● Dataset extract:
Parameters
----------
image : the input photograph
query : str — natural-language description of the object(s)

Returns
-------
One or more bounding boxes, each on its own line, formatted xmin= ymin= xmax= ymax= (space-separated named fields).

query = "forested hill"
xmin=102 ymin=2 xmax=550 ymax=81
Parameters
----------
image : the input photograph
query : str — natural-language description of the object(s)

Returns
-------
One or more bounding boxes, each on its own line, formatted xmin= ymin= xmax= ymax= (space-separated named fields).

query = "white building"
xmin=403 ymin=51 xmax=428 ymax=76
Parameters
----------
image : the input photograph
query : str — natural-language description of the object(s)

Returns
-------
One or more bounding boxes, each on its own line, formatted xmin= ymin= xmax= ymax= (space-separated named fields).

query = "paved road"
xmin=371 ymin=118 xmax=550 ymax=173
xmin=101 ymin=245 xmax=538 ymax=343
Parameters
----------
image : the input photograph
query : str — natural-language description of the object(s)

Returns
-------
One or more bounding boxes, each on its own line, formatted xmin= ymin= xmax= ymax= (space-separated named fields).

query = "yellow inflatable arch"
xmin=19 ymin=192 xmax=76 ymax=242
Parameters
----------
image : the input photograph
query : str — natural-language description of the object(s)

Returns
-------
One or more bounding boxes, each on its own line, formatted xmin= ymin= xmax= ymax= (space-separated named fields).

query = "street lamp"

● Problem to solve: Quote all of the rows above verbatim, from the first to the last.

● Reply:
Parameters
----------
image : the input photograph
query : str — natural-language description of the object(s)

Returns
-------
One or more bounding boxes, each on its own line, formatted xmin= ymin= xmax= ymax= (space-separated named fields).

query = "forested hill"
xmin=102 ymin=2 xmax=550 ymax=81
Parameters
----------
image : the input photograph
query : str — natural-language description of the object(s)

Returns
-------
One or more bounding boxes, each on its own line, formatted xmin= ymin= xmax= ymax= (space-separated named fields).

query = "white building"
xmin=403 ymin=51 xmax=428 ymax=76
Parameters
----------
image : the input photograph
query : str — natural-language description of the object(s)

Returns
-------
One or more bounding boxes, each on its own line, formatted xmin= ymin= xmax= ymax= (space-separated named fields).

query = "paved road"
xmin=371 ymin=118 xmax=550 ymax=173
xmin=101 ymin=245 xmax=538 ymax=343
Parameters
----------
image : the input photograph
query : str — natural-language description of the object(s)

Returns
-------
One or more bounding boxes, each on its own line, formatted xmin= ymin= xmax= ymax= (space-separated named fields).

query = "yellow inflatable arch"
xmin=19 ymin=192 xmax=76 ymax=242
Parameters
----------
image : the input photograph
query : str — natural-language description of the object(s)

Returns
-------
One or more bounding boxes, each on its own line, formatted xmin= ymin= xmax= ymax= (space-separated named fields).

query = "street lamp"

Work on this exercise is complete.